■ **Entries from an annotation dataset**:
·····
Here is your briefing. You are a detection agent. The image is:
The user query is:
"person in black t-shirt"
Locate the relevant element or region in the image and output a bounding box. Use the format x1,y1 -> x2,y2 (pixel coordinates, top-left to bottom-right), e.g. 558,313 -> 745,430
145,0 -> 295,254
·····
■ **Short exercise**: Pull every line out of the entries above and reproduce each one verbatim, with no changes.

■ **Solution below**:
Here is your briefing. You are a detection agent. The image is:
The user query is:
"person in black t-shirt"
Locate the relevant element or region in the image and output a bounding box. Use the format x1,y1 -> x2,y2 (pixel coordinates, top-left to bottom-right), e.g. 558,313 -> 745,430
145,0 -> 295,254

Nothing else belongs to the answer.